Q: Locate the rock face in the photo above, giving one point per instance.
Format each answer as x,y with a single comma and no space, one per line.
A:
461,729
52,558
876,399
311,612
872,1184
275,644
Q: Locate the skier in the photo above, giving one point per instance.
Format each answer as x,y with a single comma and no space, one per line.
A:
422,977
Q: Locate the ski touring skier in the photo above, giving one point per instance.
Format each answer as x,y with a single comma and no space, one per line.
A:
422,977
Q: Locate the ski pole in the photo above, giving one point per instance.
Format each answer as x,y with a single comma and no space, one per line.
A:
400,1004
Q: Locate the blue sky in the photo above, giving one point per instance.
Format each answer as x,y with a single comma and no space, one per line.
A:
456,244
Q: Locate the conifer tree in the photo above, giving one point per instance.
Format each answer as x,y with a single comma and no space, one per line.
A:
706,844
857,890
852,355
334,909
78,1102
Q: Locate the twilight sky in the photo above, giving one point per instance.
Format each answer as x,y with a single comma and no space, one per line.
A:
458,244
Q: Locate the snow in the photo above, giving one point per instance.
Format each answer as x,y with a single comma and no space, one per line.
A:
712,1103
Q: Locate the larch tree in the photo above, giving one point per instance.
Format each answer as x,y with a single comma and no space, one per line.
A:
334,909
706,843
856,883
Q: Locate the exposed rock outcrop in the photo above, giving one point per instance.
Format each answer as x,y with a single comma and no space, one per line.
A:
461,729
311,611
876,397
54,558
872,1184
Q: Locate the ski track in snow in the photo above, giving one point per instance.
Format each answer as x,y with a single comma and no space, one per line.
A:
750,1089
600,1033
-- -- --
EXERCISE DIRECTIONS:
Nothing should be changed: write out all of the data as is.

THE ANSWER:
Q: Locate the rock face in the photo above, giving one point per instance.
Format each answer as x,y with a single comma and no space, one per line.
A:
461,729
52,558
876,399
311,612
872,1184
275,644
Q: Locate the skier in the photo above, giving one point per instance.
Format each answer as x,y with a single comma and no space, one per line.
A:
422,977
Q: Locate the ski touring skier in the photo above, giving one point per instance.
Format each answer as x,y with a single comma and no space, one per line.
A:
422,977
Q: Locate the ski pole in the photo above, giving one point per instance.
Format each answer as x,y with a single comma and no space, one per line.
A:
400,1004
Q: Locate the blue sky in the photo above, giving one point per instance.
Format each answer as x,y with a single comma and no space, one per line.
A:
456,244
Q: Locate the conifer tree in the photo above, giving one point per instance.
Format each answer as x,y with a single comma and no space, one per line.
A:
706,844
857,890
852,355
334,909
78,1102
Q: Locate the twilight sky in the photo above, giving one point per instance.
Format each answer as x,y with a single comma and no space, one per line.
A:
458,244
Q: Locate the snow in the photo above, giving one point per instance.
Format each answer as x,y with a single comma and no space, one per line.
A:
712,1103
Q: Locate the larch tree in the photo above, giving one point per instance.
Format each answer as x,y with a single comma and no space, one per line.
A:
334,909
706,843
856,883
Q: Locate the exposed rock outcrop in the photo above, giving one point per instance.
Format each answer as x,y with a single comma and no space, one per line.
A:
461,729
311,611
876,397
54,558
872,1184
Q: Locate the ski track in snow in the photo above, giving one point per instance.
Format each answer as x,y with a single comma and no space, one per line.
A:
750,1089
600,1033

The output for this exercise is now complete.